> WHAT IS REQUIRED:
Give the data again exactly as written, without any of its pictures.

[Records from a data collection]

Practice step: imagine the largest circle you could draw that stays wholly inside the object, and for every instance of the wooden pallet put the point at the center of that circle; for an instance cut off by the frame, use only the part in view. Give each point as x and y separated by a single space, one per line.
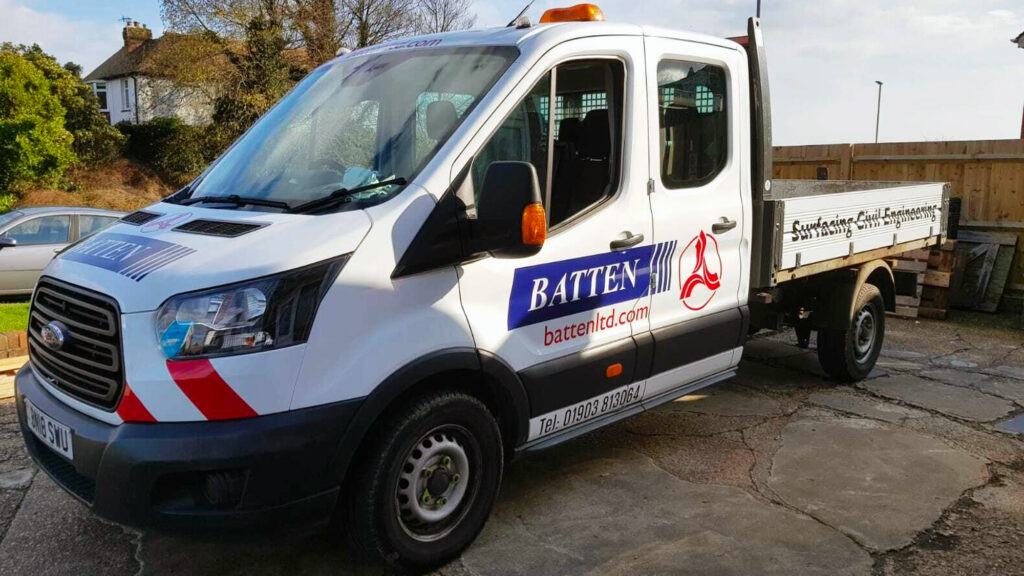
923 279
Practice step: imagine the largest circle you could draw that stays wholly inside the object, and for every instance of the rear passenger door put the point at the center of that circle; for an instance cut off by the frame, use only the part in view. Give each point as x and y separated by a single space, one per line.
564 319
695 108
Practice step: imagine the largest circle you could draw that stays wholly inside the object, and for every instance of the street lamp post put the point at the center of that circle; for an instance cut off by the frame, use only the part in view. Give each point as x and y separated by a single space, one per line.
1020 44
878 115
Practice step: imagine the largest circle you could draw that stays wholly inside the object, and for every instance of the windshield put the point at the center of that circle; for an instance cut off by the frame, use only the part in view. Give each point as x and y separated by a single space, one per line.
355 122
8 217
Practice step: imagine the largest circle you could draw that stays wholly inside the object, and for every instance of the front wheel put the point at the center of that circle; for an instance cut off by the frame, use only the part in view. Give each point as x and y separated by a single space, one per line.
849 355
428 483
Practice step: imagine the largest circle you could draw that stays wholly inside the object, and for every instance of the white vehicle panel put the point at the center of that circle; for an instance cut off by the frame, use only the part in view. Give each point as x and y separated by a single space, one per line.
369 325
114 261
487 285
833 225
146 375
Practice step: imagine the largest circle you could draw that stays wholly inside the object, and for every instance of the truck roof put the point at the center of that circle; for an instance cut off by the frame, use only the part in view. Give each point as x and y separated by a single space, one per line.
539 36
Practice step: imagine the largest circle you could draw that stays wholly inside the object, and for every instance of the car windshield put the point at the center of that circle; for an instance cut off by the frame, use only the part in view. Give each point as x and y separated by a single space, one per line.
354 122
8 217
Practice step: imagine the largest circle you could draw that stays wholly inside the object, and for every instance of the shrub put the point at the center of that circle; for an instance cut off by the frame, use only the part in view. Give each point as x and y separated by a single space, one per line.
34 145
94 139
7 202
170 147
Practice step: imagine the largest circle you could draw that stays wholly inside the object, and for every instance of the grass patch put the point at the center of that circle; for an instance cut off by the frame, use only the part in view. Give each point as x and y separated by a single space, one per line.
13 317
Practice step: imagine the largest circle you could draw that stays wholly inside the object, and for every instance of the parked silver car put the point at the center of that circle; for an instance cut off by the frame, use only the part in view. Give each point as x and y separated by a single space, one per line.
31 237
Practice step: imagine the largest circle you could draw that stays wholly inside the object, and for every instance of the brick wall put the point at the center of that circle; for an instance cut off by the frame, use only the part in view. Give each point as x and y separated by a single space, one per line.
13 344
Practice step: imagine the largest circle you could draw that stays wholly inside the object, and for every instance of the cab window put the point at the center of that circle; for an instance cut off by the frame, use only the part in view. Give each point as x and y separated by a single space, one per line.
436 115
693 122
44 230
577 155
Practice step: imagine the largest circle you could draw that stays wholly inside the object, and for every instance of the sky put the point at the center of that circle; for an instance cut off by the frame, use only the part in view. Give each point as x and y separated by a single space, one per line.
948 67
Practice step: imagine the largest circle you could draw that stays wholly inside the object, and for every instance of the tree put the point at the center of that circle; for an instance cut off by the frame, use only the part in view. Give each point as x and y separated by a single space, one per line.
444 15
377 21
263 76
321 27
34 145
94 138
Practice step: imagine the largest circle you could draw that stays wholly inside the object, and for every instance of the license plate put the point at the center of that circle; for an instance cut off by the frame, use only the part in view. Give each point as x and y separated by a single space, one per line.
52 433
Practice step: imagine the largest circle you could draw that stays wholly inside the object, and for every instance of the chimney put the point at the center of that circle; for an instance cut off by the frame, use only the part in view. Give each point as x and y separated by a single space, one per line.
135 36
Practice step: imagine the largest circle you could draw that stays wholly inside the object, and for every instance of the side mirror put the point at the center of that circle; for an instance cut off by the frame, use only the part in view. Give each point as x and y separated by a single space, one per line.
510 218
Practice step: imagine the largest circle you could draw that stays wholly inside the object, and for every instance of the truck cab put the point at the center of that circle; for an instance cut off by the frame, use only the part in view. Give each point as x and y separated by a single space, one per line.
432 255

> WRITTEN ANSWER:
Practice step: imagine the largest circle you could draw that stays wholly inside the object, and for every instance of the wooden pallet put the point at the center of that circle; for an instance cut off by the frame, use only the part in view. Give each point as x and y separated by a single space, one per line.
923 279
Practice step: imagine the largest circle you could draw that stays wholly inside the object, and for every instance of the rear passenger door put the point at the center of that circle; for an instance cut off by the frame, use only the part in view. Give each point as x and y separated by a single space, one per line.
564 319
695 108
Practice step: imagine the largest circle you could draw that stays wholly inside the object, and for every instance of the street lamp post put the point at the center of that circle; for an instance cut off by the frame, use only the part in view. Give each point as x and y separated by a single space, one per line.
1020 44
878 115
Practice step: imagine the largest circle you could draw that stays wholly inside the object, and for every instance of the windshield put the point at the center of that circle; for an instance cut off by the frame, use only the part in view. Give each point as x and y separated by a single space, one per line.
355 122
8 217
Practice step: imagine the largest circle you could draw that stays wholly inside the object, and for every instance of the front wheel put the point at the center of that circle; for an instance cut off by the frame, use only the part in view. Give each point as x and y separated by a single space, one per line.
849 355
428 483
Practice step: imagine the largest circle you could draw that stays wholly inside the object, and for every instance of the white vehicle panel put the point at the center of that circle; for an instance cut off by the frame, use only the part in view. Give each point as x and y separated by a single space, one per line.
369 325
114 261
487 285
833 225
146 375
Practice step: imagine the largest circle you could draw that stays wholly inside the object, and for every instance of the truck roof put the point at the center of that circle; for an instance cut off by the frame, use only the part in view. Give each point as x and y separated by a single space, one per line.
539 36
Practice step: imagine the largest circle you could draw that stays wholly inside the object, and for every instance of the car windshield put the point at the center of that circle; for an instance cut off by the frame, use only the part in view. Give each point as x and y separated by a single space, one per line.
354 122
8 217
Practice step: imagine the largest circle you could draw that stays wholly inside the object, and for every instance of the shrub put the point at the center of that circle; for an instance cut off by the frame, use only the part in view. Give each point as x and y separated by a single space, one per line.
34 145
94 139
7 202
170 147
Practice step: imagine the largest circle you could draw that stays wholly inside the object, and for every instance of the grass patch put the point at the center of that circle; for an instance cut off by the frame, use only the part in view. Give each point as x and y separated by a single space, one per line.
13 317
Practice step: imagine the largest circle you could draw that stays wholly inside the object, and for every instance of the parked silver car put the point at the center of that circle; for an instance cut off by the frame, use only the part in view. Give each point as x and y separated by a single space, one per line.
31 237
Practice step: imagine the largest circle you could draw that stays wholly inside the object, and for every instance of the brick wall put the point at the center of that circle; for an instance cut off by the frame, use only the part in view. Give each point as x and y separated by a single space, one per line.
13 344
Practice step: imagine the largest circle you could draw that stays wholly inside the object, and for every instance of the cab window put the point at the center of that circle; for an instance cut off by the frame, use only the part in view. Give each point as x and y separated by a single space, one per line.
436 115
693 122
44 230
577 155
Practice step: imagine the largest circle you could draw that stays wholly inside the object, and for every instance of the sky put the point at the center of that circle; for an instance cut off by the frame, use only the part in view. Give each point as x and y separated by a single space, one per line.
948 67
Practice step: imagine the largest circle you could draw that stays wholly inside the object, and for every instance of the tree put the point at the center of that circle; for an instance cut off by the frame, use only the part in view. Give each point as x and y separated by a single space, one per line.
444 15
377 21
263 76
321 27
34 145
94 138
Practice step: imagine the largest circle you could draw that stays wholly inside the object, and for every instance of the license plate put the point at the center of that circle; for an instance cut off by the frame, use only the part in view. Give each point as x and y separated by a single space, one per line.
52 433
Practice step: imagine the largest circle you could draw that stays wholly inside the object, and for every instance of the chimney put the point at the center of that circle; for an instance cut off by the frame, use only the part in view. Give each point as x and y separated by a single space, one per line.
135 36
Practice step: imagine the largest circle you could draw that stays wholly inside the object, and for every instance of the side mirror put the point at the center of that circle; for an instance cut off by the frame, use only the part in view. Give each point as x and y separated by a single space, one per line.
510 218
Practice step: imagine the largest circle you could draw that stays wholly inside the object, and for every instance of the truck cab put the point at the center of that circle; for an instance cut off by the frame, use only the part in view. Give each point as x and y separated by a single space, one per line.
432 255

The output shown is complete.